++++ Provided data ++++

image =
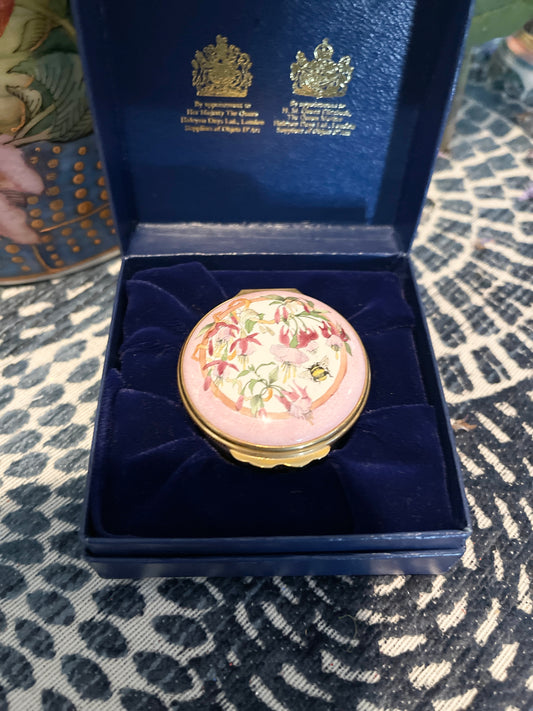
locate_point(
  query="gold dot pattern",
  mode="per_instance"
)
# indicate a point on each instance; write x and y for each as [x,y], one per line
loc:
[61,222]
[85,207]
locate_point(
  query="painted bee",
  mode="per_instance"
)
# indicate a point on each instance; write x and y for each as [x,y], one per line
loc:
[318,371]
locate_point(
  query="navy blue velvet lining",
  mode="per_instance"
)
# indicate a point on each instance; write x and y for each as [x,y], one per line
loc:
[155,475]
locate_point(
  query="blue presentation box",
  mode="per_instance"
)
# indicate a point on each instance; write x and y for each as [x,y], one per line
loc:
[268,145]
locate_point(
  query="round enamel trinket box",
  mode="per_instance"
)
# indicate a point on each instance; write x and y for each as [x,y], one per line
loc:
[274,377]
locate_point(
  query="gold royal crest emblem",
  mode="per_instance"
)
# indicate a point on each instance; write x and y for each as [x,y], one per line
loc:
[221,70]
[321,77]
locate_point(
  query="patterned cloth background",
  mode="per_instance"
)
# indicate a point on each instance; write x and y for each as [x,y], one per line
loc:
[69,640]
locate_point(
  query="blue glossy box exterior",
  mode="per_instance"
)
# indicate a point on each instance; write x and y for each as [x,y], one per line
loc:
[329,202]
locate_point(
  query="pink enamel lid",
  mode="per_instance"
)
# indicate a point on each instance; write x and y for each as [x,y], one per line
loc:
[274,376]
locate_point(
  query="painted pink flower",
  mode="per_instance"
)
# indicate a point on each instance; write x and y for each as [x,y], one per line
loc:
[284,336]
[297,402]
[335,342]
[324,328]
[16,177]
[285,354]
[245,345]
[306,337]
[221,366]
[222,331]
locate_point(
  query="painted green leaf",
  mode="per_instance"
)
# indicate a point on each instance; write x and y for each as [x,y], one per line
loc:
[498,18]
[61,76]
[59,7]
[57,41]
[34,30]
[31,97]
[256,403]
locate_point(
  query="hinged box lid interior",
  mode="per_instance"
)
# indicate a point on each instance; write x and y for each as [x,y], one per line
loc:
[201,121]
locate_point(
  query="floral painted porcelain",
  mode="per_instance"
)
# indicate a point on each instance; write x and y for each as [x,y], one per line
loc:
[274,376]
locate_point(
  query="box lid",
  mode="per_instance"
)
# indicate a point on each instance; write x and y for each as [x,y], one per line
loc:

++++

Could the listing above be transcribed exactly, with the pictures left out?

▶ _Problem solution_
image =
locate_point(
  query="gold dot pattern",
  mode="per_instance"
)
# indicate a point on each instance; write x and y for each as [x,y], one per line
loc:
[61,222]
[85,207]
locate_point(
  query="painted bee",
  mode="per_instance"
)
# indicate a point on each instance; write x and y for each as [x,y], one per line
loc:
[318,371]
locate_point(
  query="navy blue velvet lining",
  mode="per_instance"
)
# indicate a point on each instance; write x and y for each as [x,y], one per line
loc:
[155,475]
locate_point(
  query="blue presentation box",
  mode="per_instance"
)
# indicate a point on each instance; write x and y for each as [x,y], one per line
loc:
[268,145]
locate_point(
  query="round enamel trinket box",
  mode="per_instance"
)
# indicate a point on each instance; write x and y for each as [x,y], one per line
loc:
[274,377]
locate_point(
  query="gold royal crest emblem",
  mode="per_instance"
)
# indicate a point on each instance; write x and y for each as [x,y], one per line
loc:
[221,70]
[321,77]
locate_point(
  query="patterned cloth background",
  mode="per_instance"
)
# indicate a point on each instance; write x and y for each as [x,y], one per line
loc:
[69,640]
locate_point(
  query="blue glossy box exterior",
  mode="per_instance"
)
# indicate a point on each instance; write x and y for each as [x,y], one per line
loc:
[329,202]
locate_point(
  query="pink enamel lid",
  mode="per_instance"
)
# indicate a point on each instance; write x and y for each as [x,y], one per line
loc:
[274,376]
locate_point(
  query="painted pink flower",
  mode="per_instance"
)
# indicate a point on each instance; write x and y for each as [x,y], one per line
loc:
[284,336]
[297,402]
[335,342]
[324,328]
[16,177]
[285,354]
[245,345]
[306,337]
[221,366]
[222,331]
locate_point(
  query="painted green leaf",
  mode="per_instance"
)
# indicate a point on each instance; write x and y for each as [x,y], one per line
loc:
[498,18]
[61,76]
[59,7]
[57,41]
[34,30]
[31,97]
[256,403]
locate_point(
  query="hinged box lid interior",
  mode="per_instance"
)
# indicate a point on each instance; write x and y for each as [x,y], one per line
loc:
[201,121]
locate_point(
  query="floral painted porcelain",
  mode="per_instance"
)
# indicate a point on each instance; write x and y for each as [x,y], one per line
loc:
[274,376]
locate_point(
  query="box lid",
  mode="per_instance"
)
# indicate a point on each instance; write x and y for each as [x,y], one per line
loc:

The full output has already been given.